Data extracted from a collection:
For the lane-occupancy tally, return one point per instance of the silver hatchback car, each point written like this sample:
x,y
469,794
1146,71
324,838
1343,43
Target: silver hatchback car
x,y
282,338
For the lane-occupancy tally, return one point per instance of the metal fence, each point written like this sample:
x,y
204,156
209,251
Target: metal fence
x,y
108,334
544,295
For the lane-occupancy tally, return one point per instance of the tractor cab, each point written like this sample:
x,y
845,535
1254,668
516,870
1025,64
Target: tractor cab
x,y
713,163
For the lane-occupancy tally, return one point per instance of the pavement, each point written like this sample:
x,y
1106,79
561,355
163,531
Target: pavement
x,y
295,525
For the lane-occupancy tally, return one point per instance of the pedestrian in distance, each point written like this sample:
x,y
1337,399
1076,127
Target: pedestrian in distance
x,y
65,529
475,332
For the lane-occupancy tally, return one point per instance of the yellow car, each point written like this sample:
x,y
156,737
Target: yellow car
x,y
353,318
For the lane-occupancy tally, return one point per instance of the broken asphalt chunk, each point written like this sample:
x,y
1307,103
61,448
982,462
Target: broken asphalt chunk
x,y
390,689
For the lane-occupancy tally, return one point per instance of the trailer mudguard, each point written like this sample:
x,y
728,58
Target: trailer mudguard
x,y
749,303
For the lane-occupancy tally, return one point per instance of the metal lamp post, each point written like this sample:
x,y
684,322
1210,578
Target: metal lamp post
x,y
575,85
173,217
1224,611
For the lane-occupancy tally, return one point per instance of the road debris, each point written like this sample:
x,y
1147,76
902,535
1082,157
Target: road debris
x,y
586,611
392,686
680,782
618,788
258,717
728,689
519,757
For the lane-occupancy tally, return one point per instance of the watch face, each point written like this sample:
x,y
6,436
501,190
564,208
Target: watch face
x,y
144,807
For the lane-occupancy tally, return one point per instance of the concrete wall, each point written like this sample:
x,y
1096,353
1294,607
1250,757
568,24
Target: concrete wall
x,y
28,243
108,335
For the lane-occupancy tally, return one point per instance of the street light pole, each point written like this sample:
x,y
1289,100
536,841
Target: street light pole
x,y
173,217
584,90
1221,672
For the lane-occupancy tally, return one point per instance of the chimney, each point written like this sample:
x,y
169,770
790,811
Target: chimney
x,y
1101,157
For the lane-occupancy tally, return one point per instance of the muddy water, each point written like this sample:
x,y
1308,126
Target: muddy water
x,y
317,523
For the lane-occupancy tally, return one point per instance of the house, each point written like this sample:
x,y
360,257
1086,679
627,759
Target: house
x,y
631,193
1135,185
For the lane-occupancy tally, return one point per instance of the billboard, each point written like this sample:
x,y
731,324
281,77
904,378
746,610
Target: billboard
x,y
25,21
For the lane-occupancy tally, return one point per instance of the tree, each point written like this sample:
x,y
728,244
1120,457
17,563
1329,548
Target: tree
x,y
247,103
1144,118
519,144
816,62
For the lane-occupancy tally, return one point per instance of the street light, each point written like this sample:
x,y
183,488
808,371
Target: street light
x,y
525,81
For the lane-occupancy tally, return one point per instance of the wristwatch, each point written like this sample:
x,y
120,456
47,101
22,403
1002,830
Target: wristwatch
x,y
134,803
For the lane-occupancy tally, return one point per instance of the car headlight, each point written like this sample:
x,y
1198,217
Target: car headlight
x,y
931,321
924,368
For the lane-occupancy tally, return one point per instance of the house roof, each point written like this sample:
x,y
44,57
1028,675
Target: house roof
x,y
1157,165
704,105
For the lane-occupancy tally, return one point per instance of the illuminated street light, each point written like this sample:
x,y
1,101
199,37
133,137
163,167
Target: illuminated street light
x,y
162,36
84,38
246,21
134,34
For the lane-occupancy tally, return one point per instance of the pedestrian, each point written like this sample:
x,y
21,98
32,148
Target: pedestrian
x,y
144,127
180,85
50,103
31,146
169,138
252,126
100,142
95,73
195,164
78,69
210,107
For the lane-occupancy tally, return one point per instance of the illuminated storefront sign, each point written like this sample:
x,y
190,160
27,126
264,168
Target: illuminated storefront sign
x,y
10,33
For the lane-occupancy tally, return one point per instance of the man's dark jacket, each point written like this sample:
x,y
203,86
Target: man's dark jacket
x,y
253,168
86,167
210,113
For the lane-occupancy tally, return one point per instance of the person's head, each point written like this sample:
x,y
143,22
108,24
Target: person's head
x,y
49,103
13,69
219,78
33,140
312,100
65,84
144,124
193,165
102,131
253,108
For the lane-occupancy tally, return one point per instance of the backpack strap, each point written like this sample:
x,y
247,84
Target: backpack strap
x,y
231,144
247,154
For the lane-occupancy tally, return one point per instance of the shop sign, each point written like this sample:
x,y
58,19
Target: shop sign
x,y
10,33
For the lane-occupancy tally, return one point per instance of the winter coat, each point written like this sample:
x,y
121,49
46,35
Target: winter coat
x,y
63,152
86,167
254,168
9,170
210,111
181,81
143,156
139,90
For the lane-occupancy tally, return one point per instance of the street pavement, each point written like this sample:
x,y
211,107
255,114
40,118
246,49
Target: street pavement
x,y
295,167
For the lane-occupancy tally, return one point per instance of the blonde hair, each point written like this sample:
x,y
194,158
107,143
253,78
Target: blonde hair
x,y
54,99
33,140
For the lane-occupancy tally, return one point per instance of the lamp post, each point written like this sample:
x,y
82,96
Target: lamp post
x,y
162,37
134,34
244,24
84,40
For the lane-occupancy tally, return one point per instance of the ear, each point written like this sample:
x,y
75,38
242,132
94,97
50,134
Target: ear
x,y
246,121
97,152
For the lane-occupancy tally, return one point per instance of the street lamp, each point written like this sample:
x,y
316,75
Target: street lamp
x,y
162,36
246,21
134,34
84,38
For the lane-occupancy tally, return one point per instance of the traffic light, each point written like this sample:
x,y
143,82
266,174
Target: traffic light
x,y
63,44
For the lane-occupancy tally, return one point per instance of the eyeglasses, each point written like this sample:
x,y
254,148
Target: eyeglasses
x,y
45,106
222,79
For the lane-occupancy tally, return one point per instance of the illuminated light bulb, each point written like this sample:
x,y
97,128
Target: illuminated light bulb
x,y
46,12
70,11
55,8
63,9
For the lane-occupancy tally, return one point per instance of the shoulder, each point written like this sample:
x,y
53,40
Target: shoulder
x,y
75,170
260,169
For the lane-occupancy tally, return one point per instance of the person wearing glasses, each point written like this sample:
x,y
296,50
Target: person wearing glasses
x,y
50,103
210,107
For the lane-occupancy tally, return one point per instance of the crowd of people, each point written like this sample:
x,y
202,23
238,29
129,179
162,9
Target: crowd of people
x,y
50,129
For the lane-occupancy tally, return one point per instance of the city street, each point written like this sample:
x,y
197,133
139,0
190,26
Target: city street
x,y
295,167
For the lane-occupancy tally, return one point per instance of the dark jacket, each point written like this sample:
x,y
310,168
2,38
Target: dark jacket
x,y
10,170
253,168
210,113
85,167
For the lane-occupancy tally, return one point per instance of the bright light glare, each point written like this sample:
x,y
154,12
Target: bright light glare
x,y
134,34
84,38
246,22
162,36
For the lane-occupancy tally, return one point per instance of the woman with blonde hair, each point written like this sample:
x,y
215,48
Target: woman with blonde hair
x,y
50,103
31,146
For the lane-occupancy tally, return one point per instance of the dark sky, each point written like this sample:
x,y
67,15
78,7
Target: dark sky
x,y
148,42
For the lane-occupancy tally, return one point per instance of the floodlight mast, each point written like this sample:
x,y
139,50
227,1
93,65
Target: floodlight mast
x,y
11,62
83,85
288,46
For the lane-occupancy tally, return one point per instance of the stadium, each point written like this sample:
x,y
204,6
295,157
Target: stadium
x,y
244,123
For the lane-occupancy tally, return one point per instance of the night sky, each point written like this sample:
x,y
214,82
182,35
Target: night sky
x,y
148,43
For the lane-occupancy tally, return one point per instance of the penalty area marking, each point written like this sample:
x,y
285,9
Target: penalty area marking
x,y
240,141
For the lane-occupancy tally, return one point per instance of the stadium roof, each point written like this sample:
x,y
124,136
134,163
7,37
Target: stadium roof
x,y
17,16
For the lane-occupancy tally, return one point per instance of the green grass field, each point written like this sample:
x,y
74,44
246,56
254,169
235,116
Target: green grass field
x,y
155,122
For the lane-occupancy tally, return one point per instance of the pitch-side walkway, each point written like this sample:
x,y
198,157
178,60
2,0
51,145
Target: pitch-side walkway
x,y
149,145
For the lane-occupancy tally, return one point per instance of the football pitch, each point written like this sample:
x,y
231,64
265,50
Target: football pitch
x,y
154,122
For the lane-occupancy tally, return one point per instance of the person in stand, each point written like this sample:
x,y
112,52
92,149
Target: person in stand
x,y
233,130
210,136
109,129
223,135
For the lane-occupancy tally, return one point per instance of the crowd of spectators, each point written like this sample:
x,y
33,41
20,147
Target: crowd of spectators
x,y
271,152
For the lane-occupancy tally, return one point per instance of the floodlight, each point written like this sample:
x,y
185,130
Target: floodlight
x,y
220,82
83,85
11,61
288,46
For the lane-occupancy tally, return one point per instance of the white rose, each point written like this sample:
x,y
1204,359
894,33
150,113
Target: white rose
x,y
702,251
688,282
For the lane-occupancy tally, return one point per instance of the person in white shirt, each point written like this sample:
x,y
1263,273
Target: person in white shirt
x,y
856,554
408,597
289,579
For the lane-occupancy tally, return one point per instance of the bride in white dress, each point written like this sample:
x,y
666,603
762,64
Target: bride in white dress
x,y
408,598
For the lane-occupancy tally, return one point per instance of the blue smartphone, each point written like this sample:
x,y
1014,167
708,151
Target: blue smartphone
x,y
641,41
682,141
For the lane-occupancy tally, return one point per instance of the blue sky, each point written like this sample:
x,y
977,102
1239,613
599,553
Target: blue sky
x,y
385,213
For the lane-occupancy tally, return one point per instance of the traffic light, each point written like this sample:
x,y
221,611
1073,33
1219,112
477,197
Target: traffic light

Written task: Set down only these lines, exactly: the line containing "of the pitch-side" and each line after it, through the end of the listing.

Answer for this exercise:
For the lane-occupancy tally, return one point per instance of the pitch-side walkway, each point written like this sample:
x,y
198,157
178,60
2,0
51,145
Target: pitch-side walkway
x,y
149,145
For the lane-occupancy tally, return one point per instance of the football pitch, each point written like this sample:
x,y
231,64
265,50
Target: football pitch
x,y
154,122
For the lane-occupancy tally, return one point per instance of the person in stand, each point written like this sample:
x,y
112,52
92,149
Target: person in stand
x,y
233,130
210,136
109,129
223,135
For the lane-occupancy tally, return one point per instance of the crowd of spectators, each point written like this sample:
x,y
33,41
20,147
Target: crowd of spectators
x,y
271,152
For the lane-occupancy tally, return one point per instance of the floodlight, each point written like this sample:
x,y
185,130
Target: floodlight
x,y
220,82
83,85
11,61
288,46
For the lane-occupancy tally, return one point per instance of the white rose, each point written like this sample:
x,y
1204,359
894,33
150,113
Target: white rose
x,y
702,251
688,282
For the lane-occupancy tally, return one point per instance of the person in white shirt, each point written like this sample:
x,y
1263,273
Target: person in white shirt
x,y
856,554
408,597
289,579
For the lane-occupancy tally, return one point per instance of the bride in white dress, each point written like this sample:
x,y
666,603
762,64
Target: bride in white dress
x,y
408,598
For the lane-occupancy tally, return one point per instance of the blue smartphone, each point written like this sample:
x,y
1014,167
708,151
Target: blue smartphone
x,y
641,41
682,141
For the lane-occupancy tally, return one point per instance of the blue sky, each point written like this sample:
x,y
977,102
1239,613
599,553
Target: blue sky
x,y
385,213
For the lane-occupancy tally, return one point per instance of the traffic light, each point written like this sample:
x,y
221,611
1073,33
1219,112
477,197
Target: traffic light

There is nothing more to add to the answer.